• _BRIEF_:
Copy the forum dispatch starting at "The National Coalition" and ending at "of the problem.)", swapping "panelists" for "speakers".

• _EXCERPTED PASSAGE_:
##############################

Dispatch from NCHC Forum

The National Coalition on Health Care held a forum on Capitol Hill Thursday where four distinguished panelists discussed their vision for what lies ahead in 2017 on the issue of prescription drug prices. While the official subject was drugs, the conversation inevitably included speculation on the fate of the Affordable Care Act.
The forum kicked off with a presentation from Chuck Shih, Senior Officer of the drug spending research division at Pew Charitable Trusts. Mr. Shih, an expert on specialty drugs, explained how the high price of specialty drugs is driving increased drug spending, which is in turn driving up the cost of health care at an increased rate. (Specialty drugs are not the only problem, but their sky-high price increases the magnitude of the problem.)
Mark Merritt, CEO of the Pharmaceutical Care Management Association (PCMA), the PBM lobby, gave his pitch about PBMs as a cost-saving force. The CPPC openly disagrees with the assertions of PCMA and PBMs that their practices save consumers money. Research shows that PBMs, through lack of choice or transparency and rampant conflicts of interest, inflate the price of drugs and cause enormous waste.
Chip Davis, CEO of the Generic Pharmaceutical Association (GPhA), framed his vision for how to tackle drug prices in a very interesting way. First, he cautioned that a lack of clear messaging around the drug price problem has caused voters and members of the media to conflate conduct from branded drug companies and generic companies. He then explained the way he envisions approaching tackling high drug prices. If there was a magic bullet, he said, we would have found it already. We now have to pause and say, "We are here. Where do we go from here?"
Mr. Davis's point is much-needed in our current political climate. We have watched Congress excoriate CEOs of pharmaceutical companies and it has not had any effect on the price of medications. We must take stock of our system, its institutional problems, and what proposed solutions are out there. Then we must move forward together with a coherent vision to apply to the whole market, not just one company whose conduct is currently in the news.
The last panelist was Alex Brill of the American Enterprise Institute, AEI. He spoke about FDA reform and specifically about patent issues relating to biologic drugs and their generic counterparts known as biosimilars. He stated that biosimilar entry has not been as robust as was envisioned by the Affordable Care Act, due to archaic regulatory schemes, anticompetitive conduct, and cost-benefit analysis. There is a chance to address these issues, however, when the Prescription Drug User Fee Act (PDUFA) comes up for renewal next year.
While many policy folks in Washington expected to be discussing the Clinton Administration's drug plan, rather than Trump and relitigating the Affordable Care Act, NCHC's forum was productive and illuminating. There is still promise relating to the issue of drug prices, particularly because PDUFA is a bill that must be discussed and passed, essentially no matter what.

##############################

• _DATA EXCERPTS_:
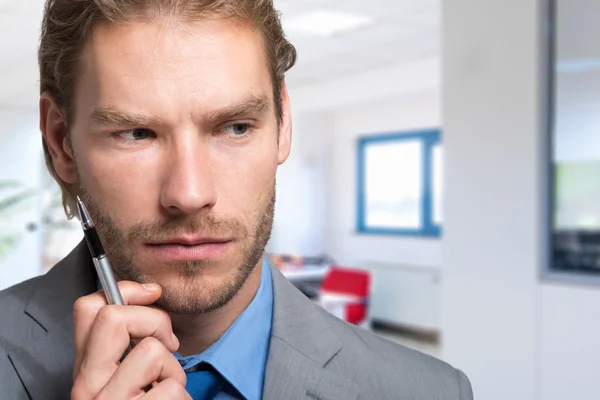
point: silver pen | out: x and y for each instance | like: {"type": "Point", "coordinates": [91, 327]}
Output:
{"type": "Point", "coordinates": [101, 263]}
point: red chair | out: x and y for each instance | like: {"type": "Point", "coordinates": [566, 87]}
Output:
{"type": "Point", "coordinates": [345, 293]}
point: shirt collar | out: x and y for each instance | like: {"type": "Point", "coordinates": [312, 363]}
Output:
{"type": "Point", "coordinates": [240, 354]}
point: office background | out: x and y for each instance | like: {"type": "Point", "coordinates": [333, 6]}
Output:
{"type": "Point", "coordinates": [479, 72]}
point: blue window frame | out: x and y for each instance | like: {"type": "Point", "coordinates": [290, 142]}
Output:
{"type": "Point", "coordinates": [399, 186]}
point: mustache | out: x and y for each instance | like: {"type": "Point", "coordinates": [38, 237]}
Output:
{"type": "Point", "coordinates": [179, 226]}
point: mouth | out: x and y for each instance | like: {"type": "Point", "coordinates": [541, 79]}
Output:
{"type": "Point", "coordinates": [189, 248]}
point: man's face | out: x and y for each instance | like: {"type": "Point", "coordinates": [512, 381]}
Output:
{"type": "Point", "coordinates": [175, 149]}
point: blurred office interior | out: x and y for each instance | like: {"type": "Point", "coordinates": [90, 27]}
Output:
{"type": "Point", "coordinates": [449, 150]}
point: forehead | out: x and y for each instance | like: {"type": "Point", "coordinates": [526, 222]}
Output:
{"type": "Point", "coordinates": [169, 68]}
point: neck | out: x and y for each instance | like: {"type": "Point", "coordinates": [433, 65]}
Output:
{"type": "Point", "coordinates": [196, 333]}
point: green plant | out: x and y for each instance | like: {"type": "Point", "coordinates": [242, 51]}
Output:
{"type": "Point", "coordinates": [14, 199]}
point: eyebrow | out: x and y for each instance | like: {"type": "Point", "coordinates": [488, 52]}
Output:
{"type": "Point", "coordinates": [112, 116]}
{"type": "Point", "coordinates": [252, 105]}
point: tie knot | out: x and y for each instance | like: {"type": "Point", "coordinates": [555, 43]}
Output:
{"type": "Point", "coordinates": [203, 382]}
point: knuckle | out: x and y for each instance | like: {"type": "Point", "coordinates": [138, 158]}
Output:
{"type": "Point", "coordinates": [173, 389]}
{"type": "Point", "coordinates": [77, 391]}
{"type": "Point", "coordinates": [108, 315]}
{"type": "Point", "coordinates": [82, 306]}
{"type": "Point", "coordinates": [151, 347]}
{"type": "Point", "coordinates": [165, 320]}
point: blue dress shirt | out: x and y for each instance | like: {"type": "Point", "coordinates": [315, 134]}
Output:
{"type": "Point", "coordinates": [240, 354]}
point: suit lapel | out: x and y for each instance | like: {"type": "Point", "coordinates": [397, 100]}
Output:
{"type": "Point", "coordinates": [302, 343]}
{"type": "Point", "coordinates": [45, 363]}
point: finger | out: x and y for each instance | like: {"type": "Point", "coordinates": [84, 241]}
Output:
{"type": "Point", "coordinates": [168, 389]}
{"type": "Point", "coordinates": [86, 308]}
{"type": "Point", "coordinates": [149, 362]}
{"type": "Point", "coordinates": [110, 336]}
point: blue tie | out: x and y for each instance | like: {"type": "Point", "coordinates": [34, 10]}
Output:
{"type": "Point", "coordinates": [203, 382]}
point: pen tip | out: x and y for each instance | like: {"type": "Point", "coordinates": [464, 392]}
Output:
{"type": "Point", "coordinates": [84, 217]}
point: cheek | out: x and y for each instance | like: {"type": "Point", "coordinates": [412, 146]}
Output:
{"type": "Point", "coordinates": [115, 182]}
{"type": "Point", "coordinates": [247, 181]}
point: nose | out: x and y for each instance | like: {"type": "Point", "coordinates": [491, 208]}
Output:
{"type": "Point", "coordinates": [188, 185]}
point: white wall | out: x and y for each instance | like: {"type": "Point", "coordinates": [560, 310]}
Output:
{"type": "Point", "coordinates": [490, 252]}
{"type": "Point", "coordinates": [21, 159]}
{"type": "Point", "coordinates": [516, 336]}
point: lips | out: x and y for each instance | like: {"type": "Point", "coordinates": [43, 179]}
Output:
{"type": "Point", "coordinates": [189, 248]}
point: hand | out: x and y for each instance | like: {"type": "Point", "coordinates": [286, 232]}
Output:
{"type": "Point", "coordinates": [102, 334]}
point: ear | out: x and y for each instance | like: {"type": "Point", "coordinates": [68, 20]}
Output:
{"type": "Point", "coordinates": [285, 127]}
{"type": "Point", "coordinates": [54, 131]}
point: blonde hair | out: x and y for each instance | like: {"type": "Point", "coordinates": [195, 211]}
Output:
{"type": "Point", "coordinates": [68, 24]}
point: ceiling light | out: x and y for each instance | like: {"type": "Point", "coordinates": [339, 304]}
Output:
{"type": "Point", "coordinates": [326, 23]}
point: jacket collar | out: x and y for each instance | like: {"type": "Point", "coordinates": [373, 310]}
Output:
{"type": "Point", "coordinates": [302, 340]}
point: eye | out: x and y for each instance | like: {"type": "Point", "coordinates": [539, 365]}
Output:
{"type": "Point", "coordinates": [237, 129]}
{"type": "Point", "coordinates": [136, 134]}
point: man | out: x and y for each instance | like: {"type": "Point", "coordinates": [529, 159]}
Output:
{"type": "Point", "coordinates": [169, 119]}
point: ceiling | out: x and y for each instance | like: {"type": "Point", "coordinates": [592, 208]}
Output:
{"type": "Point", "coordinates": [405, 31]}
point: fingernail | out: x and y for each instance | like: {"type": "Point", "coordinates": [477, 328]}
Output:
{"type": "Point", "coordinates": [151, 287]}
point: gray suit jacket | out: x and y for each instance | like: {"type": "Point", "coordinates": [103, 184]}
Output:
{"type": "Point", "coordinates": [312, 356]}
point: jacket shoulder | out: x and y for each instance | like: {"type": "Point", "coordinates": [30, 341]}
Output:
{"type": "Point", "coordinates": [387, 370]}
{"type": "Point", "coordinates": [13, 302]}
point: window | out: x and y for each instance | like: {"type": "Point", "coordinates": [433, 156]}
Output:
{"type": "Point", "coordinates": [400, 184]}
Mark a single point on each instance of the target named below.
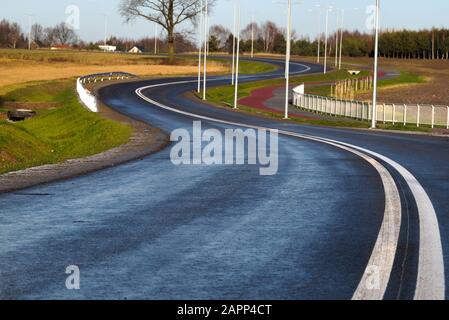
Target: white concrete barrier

##############################

• _EXPECTED ANSWER_:
The National Coalition on Health Care held a forum on Capitol Hill Thursday where four distinguished speakers discussed their vision for what lies ahead in 2017 on the issue of prescription drug prices. While the official subject was drugs, the conversation inevitably included speculation on the fate of the Affordable Care Act.
The forum kicked off with a presentation from Chuck Shih, Senior Officer of the drug spending research division at Pew Charitable Trusts. Mr. Shih, an expert on specialty drugs, explained how the high price of specialty drugs is driving increased drug spending, which is in turn driving up the cost of health care at an increased rate. (Specialty drugs are not the only problem, but their sky-high price increases the magnitude of the problem.)